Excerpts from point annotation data
start

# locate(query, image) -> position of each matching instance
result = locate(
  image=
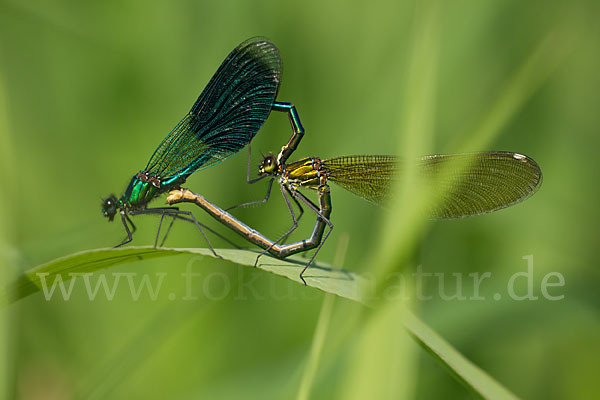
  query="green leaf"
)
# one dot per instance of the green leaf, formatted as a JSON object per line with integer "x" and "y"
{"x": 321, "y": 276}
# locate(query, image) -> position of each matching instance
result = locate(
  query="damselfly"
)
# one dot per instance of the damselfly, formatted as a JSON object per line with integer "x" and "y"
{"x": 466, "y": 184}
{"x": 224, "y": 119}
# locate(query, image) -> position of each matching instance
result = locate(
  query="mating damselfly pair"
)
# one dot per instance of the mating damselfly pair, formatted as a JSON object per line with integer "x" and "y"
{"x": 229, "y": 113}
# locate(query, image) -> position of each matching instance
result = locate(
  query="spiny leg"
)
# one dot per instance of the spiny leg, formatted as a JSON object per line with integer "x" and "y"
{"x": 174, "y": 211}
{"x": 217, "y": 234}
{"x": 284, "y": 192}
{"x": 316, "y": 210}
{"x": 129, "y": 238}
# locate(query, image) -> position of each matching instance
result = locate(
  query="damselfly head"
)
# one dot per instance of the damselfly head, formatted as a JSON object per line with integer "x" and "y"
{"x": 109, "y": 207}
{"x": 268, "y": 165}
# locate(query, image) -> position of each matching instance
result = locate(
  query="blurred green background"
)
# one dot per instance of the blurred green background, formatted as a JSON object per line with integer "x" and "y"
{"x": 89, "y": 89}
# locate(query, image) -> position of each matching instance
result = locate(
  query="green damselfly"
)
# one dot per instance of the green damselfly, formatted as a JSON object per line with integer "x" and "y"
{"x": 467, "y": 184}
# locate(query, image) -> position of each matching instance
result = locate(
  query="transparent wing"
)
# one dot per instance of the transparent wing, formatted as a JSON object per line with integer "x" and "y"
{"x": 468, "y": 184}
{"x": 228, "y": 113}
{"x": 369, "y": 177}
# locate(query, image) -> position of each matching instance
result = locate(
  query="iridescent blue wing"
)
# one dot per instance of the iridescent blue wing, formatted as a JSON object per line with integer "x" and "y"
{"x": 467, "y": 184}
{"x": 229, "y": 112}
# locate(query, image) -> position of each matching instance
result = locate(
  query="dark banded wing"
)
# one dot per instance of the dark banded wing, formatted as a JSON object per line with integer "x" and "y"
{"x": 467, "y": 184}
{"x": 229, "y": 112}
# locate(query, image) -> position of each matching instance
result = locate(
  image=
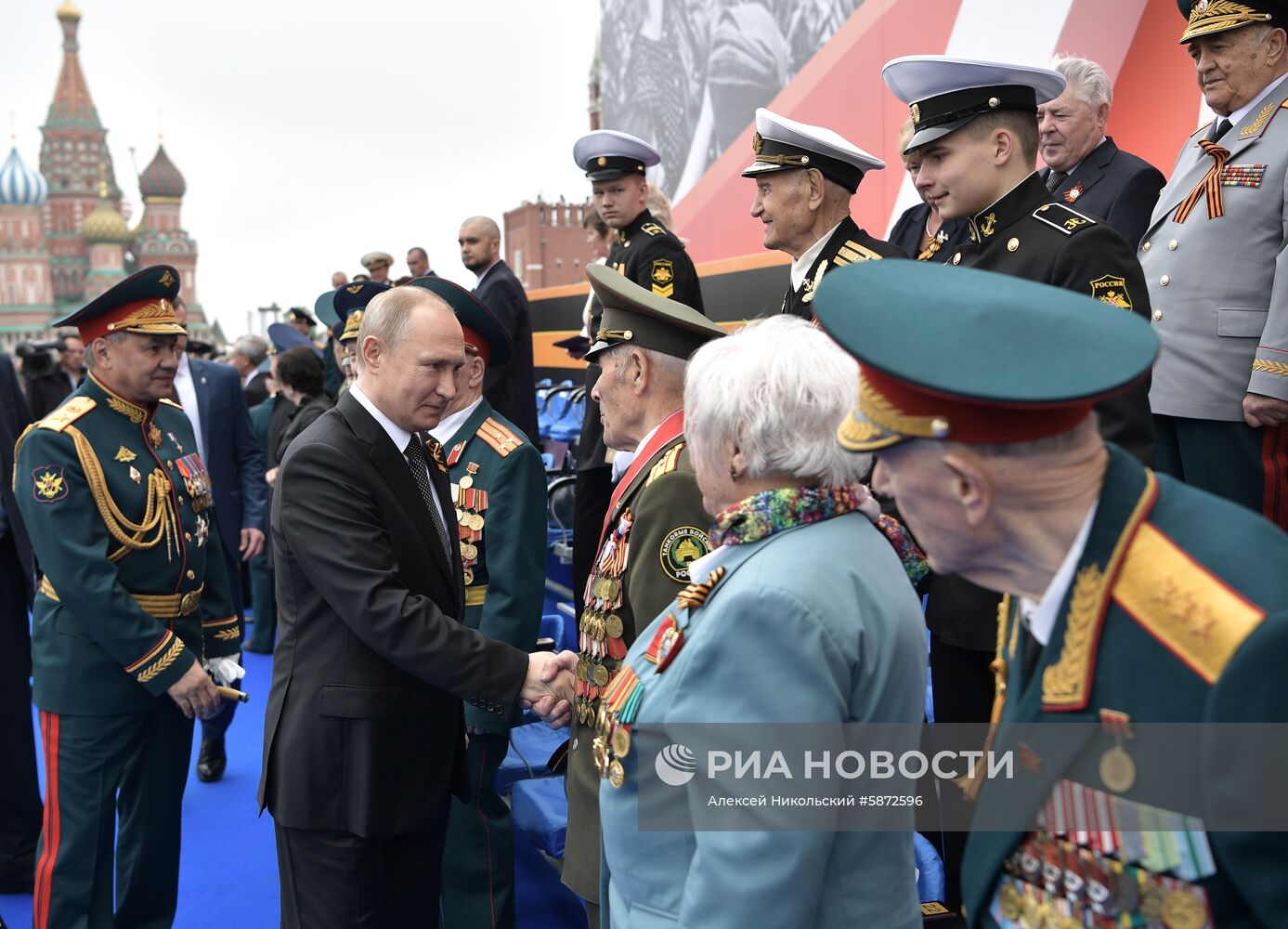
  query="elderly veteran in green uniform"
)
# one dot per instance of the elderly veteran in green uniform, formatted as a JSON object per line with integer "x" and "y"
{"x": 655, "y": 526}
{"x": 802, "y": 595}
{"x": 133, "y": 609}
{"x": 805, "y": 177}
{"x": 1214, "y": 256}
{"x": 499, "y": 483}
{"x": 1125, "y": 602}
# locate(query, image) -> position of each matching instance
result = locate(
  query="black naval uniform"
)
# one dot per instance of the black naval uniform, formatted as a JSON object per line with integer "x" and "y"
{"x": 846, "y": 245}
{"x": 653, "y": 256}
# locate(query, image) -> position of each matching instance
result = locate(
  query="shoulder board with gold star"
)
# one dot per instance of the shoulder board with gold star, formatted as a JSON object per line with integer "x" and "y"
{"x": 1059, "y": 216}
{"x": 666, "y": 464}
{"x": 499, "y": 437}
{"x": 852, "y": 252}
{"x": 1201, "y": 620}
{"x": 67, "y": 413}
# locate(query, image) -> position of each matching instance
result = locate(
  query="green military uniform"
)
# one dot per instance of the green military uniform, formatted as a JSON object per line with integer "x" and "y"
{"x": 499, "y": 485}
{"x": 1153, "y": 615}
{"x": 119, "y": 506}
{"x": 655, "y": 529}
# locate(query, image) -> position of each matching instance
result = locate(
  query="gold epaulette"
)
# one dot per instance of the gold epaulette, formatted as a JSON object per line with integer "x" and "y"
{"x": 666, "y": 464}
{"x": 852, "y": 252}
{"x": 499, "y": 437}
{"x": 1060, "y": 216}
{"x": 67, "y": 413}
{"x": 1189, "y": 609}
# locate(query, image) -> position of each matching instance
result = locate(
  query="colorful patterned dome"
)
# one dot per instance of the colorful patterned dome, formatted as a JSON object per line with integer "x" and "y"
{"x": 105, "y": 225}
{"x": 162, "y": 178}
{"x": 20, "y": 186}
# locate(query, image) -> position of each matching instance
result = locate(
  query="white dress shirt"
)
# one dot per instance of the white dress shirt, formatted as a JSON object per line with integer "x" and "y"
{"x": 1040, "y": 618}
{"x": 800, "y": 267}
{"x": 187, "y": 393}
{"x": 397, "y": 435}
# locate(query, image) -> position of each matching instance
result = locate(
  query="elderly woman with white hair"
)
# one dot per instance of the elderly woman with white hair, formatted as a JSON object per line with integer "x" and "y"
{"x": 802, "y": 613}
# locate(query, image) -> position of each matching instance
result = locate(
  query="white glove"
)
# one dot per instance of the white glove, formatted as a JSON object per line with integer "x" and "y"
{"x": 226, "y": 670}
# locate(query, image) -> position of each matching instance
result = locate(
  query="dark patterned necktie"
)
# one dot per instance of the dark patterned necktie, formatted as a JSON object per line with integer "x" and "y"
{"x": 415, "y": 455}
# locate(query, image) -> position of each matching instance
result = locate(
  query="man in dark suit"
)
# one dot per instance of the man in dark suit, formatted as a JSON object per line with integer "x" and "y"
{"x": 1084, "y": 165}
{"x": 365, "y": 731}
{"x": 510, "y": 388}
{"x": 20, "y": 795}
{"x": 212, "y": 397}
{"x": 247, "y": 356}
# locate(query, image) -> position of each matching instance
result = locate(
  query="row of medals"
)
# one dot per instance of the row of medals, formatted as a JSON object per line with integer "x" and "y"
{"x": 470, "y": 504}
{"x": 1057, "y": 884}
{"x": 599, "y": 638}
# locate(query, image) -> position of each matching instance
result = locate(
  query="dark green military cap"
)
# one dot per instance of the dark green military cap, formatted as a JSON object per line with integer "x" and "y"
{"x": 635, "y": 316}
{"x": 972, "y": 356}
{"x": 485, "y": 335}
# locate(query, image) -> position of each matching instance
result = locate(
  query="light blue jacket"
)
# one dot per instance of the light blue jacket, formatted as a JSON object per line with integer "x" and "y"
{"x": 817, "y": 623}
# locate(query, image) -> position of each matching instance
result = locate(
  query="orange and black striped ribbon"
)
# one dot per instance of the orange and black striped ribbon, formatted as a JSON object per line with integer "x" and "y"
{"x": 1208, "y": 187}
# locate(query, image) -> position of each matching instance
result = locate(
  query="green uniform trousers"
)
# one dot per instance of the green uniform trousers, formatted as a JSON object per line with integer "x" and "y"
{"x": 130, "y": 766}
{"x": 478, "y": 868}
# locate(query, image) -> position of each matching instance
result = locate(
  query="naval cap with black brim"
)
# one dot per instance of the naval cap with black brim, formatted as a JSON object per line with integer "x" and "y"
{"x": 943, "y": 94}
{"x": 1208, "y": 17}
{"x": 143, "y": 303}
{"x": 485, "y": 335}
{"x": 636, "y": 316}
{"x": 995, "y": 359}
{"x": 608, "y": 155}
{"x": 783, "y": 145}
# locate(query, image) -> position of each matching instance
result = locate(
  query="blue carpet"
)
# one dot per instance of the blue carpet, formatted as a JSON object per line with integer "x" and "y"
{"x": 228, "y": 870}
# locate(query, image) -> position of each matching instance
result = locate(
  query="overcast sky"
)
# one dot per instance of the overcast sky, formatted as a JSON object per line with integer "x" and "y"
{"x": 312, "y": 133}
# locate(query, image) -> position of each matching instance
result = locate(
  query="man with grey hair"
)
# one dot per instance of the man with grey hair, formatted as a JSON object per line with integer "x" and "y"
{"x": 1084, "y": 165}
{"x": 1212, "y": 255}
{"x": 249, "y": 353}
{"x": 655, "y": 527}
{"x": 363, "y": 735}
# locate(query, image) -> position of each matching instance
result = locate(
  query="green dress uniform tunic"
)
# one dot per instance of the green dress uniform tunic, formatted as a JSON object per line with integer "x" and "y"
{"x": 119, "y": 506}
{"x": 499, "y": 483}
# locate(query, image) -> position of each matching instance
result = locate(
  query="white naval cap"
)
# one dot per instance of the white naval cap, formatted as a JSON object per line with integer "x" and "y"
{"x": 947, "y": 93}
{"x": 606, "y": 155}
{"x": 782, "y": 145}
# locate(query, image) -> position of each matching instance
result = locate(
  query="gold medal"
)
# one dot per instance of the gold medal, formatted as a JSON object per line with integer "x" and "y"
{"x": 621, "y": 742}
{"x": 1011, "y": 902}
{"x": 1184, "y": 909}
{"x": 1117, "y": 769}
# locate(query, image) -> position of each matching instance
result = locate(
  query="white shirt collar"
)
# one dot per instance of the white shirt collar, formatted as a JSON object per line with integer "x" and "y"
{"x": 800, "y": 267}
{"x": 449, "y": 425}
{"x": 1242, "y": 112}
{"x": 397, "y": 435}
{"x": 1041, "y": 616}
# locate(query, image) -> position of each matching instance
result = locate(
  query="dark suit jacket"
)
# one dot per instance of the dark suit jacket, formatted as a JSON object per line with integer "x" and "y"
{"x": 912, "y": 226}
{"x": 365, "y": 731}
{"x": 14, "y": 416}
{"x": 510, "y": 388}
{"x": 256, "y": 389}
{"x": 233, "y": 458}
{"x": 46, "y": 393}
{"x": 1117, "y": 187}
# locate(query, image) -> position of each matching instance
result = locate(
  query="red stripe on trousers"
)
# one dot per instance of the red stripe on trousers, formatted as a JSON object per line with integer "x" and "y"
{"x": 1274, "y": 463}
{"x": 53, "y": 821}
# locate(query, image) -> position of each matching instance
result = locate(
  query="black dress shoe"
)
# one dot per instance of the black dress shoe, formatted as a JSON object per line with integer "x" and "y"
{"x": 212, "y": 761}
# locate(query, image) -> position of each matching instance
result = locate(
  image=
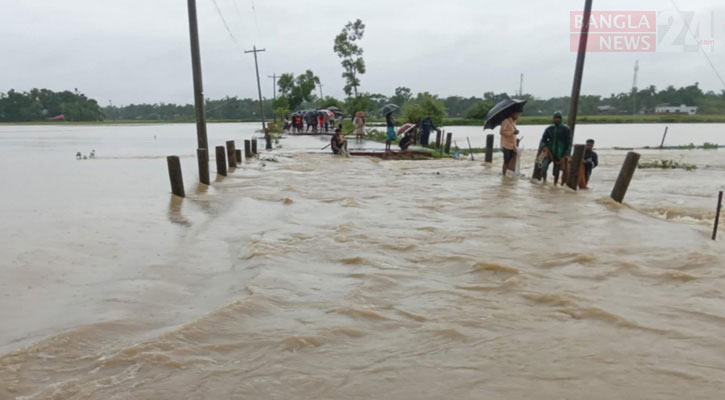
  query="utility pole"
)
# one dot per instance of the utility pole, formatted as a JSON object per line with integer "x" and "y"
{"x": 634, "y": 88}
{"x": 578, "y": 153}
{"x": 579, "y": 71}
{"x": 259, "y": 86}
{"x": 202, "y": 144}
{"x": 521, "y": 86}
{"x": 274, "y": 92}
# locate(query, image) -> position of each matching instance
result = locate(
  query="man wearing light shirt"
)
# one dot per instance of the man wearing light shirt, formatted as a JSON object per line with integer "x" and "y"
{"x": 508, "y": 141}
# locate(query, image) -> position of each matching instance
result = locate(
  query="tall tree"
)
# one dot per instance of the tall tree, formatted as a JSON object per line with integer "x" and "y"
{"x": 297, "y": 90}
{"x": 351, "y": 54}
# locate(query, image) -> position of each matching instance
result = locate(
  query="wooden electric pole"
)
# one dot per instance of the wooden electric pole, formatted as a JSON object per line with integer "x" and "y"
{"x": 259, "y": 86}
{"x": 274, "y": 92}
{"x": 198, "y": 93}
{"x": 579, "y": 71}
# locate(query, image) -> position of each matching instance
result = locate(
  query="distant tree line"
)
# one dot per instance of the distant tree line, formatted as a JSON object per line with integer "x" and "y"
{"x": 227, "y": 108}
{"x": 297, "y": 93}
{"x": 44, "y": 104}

end

* [WORK INSTRUCTIONS]: Collect every line of the rows above that contains the word "carpet", and copy each one out. Case counts.

* [FULL ANSWER]:
  query="blue carpet"
# one dot per instance of the blue carpet, formatted as a JSON object per line with integer "x" and "y"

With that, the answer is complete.